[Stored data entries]
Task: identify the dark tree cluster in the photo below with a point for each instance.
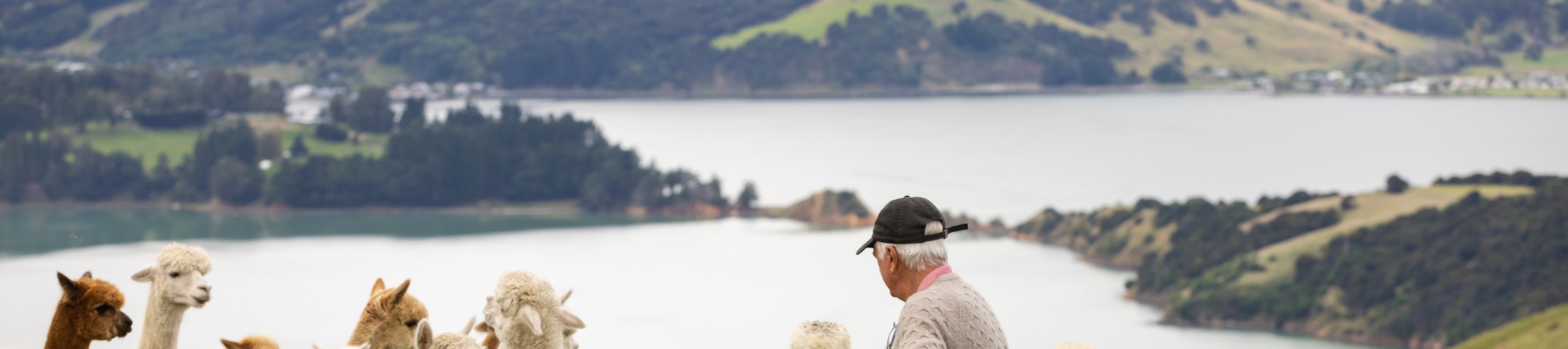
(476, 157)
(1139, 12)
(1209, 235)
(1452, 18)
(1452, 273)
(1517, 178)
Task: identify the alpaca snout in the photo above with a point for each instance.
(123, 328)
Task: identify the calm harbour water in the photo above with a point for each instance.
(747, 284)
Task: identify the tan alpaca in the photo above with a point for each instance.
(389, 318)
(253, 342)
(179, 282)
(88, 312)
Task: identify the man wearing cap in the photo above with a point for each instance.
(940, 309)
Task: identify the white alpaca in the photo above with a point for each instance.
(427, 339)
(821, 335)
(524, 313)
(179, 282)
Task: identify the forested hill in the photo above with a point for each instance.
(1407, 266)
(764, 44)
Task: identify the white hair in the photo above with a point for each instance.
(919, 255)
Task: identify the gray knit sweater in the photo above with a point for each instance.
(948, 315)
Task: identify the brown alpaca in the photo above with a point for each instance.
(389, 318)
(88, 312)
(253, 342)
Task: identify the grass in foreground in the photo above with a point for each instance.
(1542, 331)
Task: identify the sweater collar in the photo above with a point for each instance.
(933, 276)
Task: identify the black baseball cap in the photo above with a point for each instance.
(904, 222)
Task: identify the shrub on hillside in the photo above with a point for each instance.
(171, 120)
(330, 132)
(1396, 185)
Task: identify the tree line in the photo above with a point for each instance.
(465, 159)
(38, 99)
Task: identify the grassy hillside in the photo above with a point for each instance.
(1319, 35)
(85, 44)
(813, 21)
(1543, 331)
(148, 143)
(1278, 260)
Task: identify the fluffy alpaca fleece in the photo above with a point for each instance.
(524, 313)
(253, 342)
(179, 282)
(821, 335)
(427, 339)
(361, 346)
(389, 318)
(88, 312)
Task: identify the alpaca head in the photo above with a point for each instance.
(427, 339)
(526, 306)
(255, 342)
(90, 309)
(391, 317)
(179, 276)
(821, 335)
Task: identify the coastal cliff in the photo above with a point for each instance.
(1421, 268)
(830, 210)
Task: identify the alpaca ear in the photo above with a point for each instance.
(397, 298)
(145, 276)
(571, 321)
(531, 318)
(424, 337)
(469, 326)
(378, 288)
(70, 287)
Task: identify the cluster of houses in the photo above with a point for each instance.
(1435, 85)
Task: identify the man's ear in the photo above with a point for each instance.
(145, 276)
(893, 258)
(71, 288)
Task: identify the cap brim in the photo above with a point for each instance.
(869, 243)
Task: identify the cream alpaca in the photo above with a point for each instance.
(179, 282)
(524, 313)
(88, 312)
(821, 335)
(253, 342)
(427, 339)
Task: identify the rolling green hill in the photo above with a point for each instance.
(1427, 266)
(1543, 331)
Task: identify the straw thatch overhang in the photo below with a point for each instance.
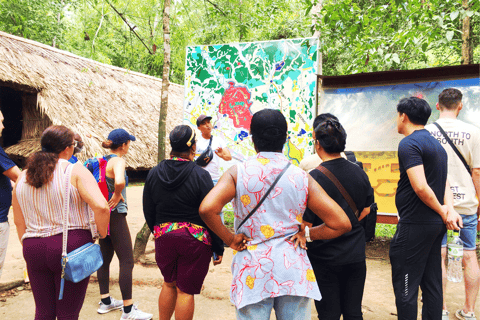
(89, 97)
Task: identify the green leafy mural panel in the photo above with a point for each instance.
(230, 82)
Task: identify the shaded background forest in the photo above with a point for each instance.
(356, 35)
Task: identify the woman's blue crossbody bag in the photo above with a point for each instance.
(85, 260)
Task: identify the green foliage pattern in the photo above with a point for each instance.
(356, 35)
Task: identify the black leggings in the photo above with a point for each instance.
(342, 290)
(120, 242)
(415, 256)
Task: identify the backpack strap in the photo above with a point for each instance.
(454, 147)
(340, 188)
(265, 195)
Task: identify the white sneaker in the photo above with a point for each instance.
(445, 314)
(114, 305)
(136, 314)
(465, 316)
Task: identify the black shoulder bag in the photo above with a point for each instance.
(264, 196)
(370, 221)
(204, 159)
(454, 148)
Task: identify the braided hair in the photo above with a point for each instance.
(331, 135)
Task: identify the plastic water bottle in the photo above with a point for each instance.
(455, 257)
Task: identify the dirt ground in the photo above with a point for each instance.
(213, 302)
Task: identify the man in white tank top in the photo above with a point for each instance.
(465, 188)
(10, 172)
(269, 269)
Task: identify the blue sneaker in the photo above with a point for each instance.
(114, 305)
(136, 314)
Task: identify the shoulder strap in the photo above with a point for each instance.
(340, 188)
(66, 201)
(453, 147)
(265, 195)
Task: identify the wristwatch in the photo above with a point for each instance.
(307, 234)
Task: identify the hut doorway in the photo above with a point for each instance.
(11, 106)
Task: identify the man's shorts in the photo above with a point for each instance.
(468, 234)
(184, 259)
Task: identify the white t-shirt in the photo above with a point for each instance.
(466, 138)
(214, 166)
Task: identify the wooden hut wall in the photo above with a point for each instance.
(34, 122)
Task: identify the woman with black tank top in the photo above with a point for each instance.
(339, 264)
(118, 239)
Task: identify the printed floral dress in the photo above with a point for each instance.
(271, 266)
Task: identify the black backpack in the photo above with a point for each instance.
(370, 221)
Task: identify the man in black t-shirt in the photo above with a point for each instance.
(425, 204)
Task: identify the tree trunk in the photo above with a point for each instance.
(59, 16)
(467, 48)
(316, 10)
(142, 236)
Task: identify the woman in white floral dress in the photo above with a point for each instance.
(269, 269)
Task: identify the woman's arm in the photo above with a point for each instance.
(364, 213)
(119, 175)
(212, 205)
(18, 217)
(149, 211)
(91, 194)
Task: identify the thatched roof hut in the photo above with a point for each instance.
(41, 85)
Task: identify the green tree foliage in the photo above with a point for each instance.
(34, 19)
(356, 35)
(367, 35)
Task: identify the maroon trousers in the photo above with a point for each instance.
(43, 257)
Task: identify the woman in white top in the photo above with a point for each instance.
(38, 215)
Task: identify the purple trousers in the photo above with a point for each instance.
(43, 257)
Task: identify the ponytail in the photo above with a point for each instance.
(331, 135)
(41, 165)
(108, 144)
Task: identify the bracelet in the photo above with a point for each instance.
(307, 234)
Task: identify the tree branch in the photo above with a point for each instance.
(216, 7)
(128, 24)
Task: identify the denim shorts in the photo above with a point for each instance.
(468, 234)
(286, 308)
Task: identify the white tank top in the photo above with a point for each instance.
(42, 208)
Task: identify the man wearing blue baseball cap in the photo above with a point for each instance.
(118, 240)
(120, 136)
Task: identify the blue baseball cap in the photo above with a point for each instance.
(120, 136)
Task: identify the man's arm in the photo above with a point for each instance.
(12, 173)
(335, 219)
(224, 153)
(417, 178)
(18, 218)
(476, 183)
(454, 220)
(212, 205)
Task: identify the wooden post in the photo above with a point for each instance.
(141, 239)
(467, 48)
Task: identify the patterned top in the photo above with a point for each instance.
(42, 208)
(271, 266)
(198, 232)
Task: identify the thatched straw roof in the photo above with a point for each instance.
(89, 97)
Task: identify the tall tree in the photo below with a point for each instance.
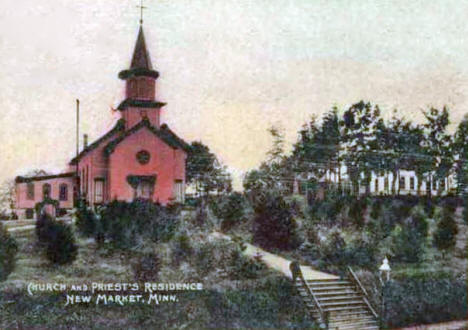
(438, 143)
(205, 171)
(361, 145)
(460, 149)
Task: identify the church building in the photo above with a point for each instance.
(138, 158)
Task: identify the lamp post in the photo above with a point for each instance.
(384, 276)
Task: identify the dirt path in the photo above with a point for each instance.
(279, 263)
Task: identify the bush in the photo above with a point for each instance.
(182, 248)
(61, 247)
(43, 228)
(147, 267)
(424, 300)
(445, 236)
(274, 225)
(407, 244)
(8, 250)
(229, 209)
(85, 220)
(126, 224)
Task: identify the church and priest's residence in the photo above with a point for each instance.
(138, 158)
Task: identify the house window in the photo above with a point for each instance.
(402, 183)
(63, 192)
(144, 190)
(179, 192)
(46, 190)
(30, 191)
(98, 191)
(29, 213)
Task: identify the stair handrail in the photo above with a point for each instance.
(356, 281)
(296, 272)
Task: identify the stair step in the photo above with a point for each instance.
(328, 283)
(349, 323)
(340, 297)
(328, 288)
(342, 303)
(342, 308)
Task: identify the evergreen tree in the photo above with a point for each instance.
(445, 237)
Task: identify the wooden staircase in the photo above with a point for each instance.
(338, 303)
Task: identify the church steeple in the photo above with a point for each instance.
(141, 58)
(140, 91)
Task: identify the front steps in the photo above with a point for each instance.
==
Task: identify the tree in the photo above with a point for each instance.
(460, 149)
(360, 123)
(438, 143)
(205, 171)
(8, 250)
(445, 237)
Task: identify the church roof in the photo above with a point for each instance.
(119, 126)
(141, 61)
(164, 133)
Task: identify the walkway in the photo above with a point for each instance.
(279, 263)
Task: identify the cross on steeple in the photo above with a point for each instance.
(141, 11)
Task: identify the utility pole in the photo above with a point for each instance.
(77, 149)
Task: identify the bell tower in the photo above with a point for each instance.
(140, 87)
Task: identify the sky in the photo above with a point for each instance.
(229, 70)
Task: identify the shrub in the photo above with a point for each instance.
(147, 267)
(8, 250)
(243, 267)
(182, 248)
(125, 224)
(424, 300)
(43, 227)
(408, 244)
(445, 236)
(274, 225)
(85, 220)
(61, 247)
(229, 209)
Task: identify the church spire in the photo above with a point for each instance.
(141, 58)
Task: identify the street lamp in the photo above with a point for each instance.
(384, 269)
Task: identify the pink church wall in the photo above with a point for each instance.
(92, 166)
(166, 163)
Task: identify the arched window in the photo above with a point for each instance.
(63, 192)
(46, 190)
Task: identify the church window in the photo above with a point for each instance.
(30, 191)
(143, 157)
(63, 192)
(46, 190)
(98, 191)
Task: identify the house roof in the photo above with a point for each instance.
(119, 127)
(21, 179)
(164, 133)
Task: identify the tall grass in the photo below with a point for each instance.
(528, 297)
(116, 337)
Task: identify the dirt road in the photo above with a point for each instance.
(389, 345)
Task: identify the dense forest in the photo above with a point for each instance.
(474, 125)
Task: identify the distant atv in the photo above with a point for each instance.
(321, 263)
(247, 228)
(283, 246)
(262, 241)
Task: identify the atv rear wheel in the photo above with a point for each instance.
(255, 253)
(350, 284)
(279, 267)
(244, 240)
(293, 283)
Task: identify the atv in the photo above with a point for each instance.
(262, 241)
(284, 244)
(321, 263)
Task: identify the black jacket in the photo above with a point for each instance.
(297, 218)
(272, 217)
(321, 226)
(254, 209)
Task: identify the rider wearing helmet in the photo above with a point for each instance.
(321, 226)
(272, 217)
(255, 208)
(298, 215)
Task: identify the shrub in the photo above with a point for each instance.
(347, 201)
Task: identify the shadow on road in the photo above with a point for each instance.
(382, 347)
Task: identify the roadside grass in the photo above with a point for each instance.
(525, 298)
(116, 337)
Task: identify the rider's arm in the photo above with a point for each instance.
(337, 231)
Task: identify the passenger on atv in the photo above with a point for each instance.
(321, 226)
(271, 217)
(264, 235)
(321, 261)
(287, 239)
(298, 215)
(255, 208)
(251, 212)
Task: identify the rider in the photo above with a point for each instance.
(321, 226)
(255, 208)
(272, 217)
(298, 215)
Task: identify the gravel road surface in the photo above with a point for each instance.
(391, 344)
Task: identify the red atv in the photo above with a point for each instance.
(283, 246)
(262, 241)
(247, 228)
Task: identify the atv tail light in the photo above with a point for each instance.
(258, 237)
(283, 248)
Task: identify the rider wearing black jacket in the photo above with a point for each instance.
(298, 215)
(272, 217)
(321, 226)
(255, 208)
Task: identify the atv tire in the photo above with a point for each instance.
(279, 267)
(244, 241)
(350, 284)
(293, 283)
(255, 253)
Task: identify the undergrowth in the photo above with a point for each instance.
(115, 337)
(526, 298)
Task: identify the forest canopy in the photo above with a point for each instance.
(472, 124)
...
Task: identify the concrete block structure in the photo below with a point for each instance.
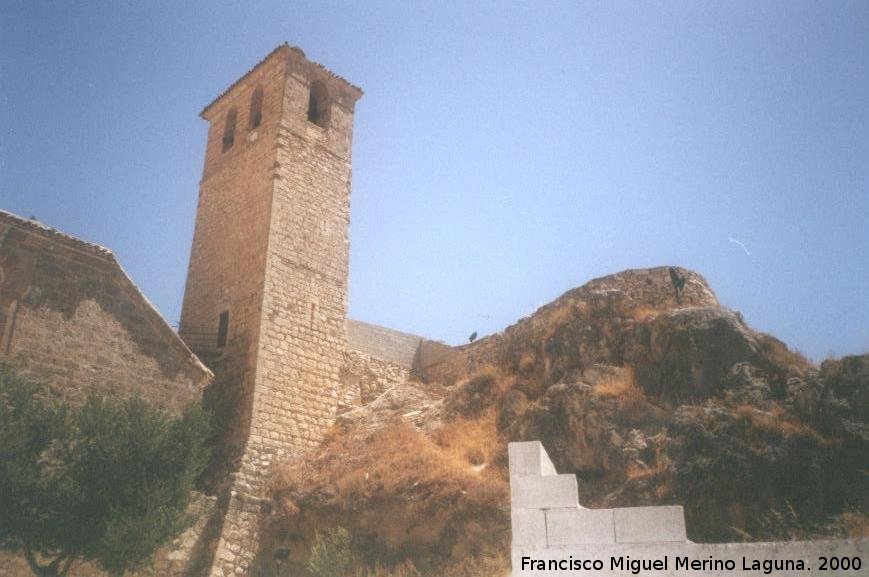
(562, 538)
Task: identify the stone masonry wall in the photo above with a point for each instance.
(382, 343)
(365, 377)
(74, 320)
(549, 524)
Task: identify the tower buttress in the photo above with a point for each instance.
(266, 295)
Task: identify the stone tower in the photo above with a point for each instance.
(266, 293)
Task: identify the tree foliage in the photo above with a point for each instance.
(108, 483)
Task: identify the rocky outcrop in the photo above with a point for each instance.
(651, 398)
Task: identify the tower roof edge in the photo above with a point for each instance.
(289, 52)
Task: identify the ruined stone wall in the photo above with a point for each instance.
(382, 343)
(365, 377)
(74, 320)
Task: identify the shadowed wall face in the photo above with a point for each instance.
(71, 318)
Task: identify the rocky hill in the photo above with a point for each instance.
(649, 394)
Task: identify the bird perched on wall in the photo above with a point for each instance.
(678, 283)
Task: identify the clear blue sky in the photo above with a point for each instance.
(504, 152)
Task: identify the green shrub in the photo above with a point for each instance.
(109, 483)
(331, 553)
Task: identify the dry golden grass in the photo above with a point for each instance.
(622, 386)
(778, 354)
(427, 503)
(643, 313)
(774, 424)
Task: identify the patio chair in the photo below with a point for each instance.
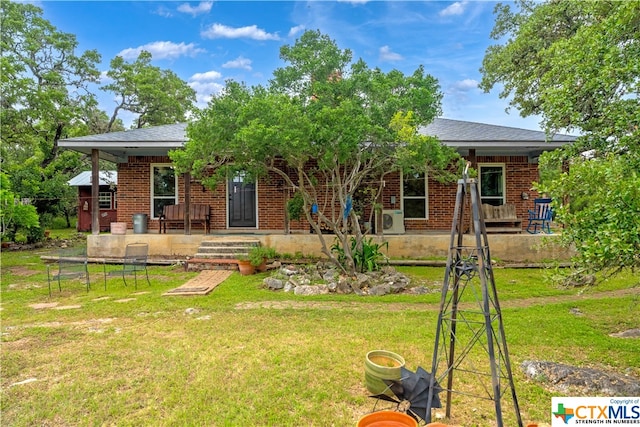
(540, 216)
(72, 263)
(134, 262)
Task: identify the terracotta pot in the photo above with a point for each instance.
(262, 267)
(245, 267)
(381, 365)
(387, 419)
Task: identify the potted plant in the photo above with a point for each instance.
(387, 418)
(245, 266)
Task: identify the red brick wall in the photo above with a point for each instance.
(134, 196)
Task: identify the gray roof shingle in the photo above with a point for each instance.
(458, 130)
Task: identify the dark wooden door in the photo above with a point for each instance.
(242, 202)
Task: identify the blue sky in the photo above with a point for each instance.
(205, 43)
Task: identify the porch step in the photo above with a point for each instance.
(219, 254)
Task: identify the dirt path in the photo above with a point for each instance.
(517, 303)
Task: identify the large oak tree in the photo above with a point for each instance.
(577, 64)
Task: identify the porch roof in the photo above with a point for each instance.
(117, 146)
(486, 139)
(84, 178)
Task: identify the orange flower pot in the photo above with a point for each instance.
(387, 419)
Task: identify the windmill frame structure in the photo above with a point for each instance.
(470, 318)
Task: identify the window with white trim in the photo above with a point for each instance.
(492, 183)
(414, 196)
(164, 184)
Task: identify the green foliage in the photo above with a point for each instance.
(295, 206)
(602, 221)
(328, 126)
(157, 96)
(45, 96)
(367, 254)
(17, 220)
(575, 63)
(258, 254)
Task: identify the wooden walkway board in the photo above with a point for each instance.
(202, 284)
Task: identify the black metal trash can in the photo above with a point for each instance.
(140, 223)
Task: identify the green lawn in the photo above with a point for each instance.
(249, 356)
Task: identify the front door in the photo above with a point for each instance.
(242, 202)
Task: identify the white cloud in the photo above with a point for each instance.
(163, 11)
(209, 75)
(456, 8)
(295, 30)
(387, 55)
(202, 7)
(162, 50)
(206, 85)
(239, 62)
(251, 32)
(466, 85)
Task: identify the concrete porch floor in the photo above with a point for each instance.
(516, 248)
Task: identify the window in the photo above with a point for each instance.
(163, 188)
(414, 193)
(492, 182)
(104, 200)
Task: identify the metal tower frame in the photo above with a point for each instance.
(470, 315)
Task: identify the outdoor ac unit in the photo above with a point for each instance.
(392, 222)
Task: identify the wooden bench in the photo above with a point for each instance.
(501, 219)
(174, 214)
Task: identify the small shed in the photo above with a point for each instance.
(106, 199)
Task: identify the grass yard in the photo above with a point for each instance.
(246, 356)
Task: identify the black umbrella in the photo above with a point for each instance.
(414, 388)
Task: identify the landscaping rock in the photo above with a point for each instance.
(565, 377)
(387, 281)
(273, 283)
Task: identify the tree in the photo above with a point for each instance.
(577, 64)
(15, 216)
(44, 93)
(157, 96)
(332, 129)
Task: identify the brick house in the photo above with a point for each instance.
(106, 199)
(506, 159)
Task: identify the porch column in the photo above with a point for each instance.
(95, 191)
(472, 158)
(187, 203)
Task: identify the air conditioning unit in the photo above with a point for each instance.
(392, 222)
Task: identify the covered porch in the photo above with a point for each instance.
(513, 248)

— Work instruction —
Reproduce only the lines above, starting at the line with "Task: identify the church and" and ending at the line with "Task: identify the front steps", exactly as written.

— Response —
Task: identify the church and priest's residence in the photo above with a point for each instance.
(138, 158)
Task: identify the house window in the photo above with a point for each instance.
(402, 183)
(63, 192)
(144, 190)
(179, 192)
(46, 190)
(30, 191)
(98, 191)
(29, 213)
Task: identify the stair handrail in the photo above with a point for each instance.
(356, 281)
(296, 272)
Task: identify the stair step in the photo above with a point for each instance.
(328, 283)
(349, 323)
(340, 297)
(328, 288)
(342, 303)
(342, 308)
Task: identify the evergreen tree in the photo above with a point for each instance.
(445, 237)
Task: identify the wooden staircase in the photo above with a point for each instance.
(338, 303)
Task: identify the church steeple in the photo above with a point for each instance.
(141, 58)
(140, 91)
Task: identify the front steps in the photo above with a point for each instance.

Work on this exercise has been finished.